───── Documento di origine ─────
Una volontaria all’Emporio solidale di Rho, diocesi di Milano (foto Caritas Ambrosiana)

M. Elisabetta Gramolini

L’amore per gli altri non è una materia di formazione. Non si apprende sui libri. Eppure per incontrare chi ha bisogno non si può andare allo sbaraglio. Né tanto meno da soli. Certo, la motivazione nasce dall’individuo ma è poi il gruppo a far capire il meglio che si può tirare fuori per il bene comune. Con questa consapevolezza, la Caritas diocesana di Roma apre le iscrizioni per i corsi di formazione dei nuovi volontari che andranno a servire nei 52 centri e opere attive nella Capitale. Dal 13 febbraio al 19 marzo, nell’arco di otto incontri presso la Cittadella della carità (via Casilina vecchia, 19), i volontari e i responsabili delle aree illustrano le caratteristiche e le diverse realtà della Caritas. Ogni anno sono circa 300 le persone che svolgono il corso di formazione che quest’anno sarà suddiviso in quattro gruppi (due la mattina, uno il pomeriggio e uno la sera) per dare a tutti, lavoratori, studenti o pensionati, la possibilità di partecipare. “Potremmo fare dei semplici colloqui – spiega Gianni Pizzuti, responsabile dell’area volontari – per conoscere le propensioni di chi vuole essere un volontario invece crediamo nel contributo che sa dare il gruppo, dove ciascuno si sente sostenuto, e nel confronto che nasce per superare i dubbi o le difficoltà”.
───── Estratti dei record ─────
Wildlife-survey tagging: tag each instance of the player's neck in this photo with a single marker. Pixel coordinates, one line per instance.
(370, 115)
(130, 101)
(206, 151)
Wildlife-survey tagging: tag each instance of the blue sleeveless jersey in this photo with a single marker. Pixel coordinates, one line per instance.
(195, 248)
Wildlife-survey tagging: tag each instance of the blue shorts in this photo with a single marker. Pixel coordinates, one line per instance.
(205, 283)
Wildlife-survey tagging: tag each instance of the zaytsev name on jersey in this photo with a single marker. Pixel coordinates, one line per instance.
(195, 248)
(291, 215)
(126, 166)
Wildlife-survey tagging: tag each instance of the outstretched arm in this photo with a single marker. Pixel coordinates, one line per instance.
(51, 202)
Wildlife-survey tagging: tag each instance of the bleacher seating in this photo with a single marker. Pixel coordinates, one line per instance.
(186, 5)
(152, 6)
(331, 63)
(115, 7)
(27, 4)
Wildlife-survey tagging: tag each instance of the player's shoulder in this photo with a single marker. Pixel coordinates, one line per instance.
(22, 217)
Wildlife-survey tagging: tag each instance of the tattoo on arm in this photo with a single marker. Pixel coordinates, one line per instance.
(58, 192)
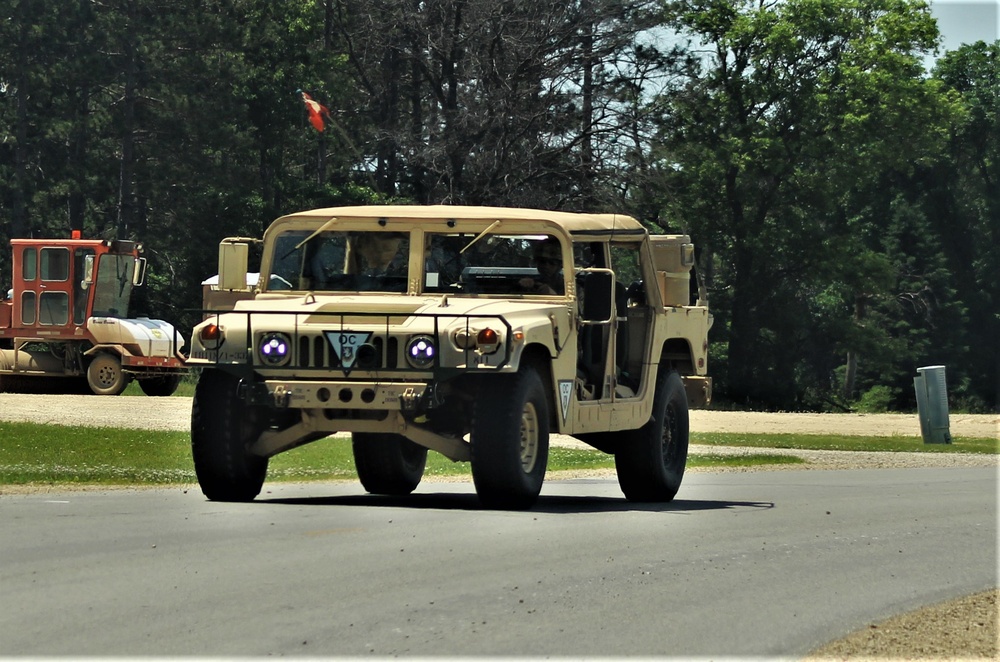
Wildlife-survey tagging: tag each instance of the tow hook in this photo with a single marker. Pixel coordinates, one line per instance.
(282, 397)
(408, 400)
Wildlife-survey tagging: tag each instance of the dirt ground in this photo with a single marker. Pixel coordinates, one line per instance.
(962, 629)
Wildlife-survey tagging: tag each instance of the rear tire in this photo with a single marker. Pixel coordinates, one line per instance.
(652, 459)
(388, 463)
(222, 428)
(162, 386)
(105, 375)
(510, 441)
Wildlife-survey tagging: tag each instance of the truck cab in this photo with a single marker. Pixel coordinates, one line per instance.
(66, 316)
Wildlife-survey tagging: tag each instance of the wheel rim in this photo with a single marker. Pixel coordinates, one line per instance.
(671, 433)
(107, 376)
(529, 437)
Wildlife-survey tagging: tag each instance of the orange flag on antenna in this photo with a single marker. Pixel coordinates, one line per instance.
(316, 111)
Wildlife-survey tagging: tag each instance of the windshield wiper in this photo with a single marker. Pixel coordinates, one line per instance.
─────
■ Serie di esercizi:
(1) Rispondi in base al documento di origine sui corsi per i nuovi volontari della Caritas di Roma:
(a) In quanti centri e opere attive nella Capitale andranno a servire i nuovi volontari?
(b) In quale luogo si tengono gli otto incontri?
(c) Quale ruolo ricopre Gianni Pizzuti?
(2) Nei record, partendo dalla riga che contiene "Wildlife-survey tagging: tag each instance of the orange" e arrivando alla fine dei record, entrambe incluse, sostituisci "windshield wiper" con "rear-view mirror". Riporta soltanto queste righe, senza altre modifiche.

■ Soluzioni:
(1)
(a) In 52 centri e opere.
(b) Presso la Cittadella della carità, in via Casilina vecchia, 19.
(c) È il responsabile dell'area volontari.

(2)
Wildlife-survey tagging: tag each instance of the orange flag on antenna in this photo with a single marker. Pixel coordinates, one line per instance.
(316, 111)
Wildlife-survey tagging: tag each instance of the rear-view mirror in this photo with a single marker. Pixel coordinates, one line per instance.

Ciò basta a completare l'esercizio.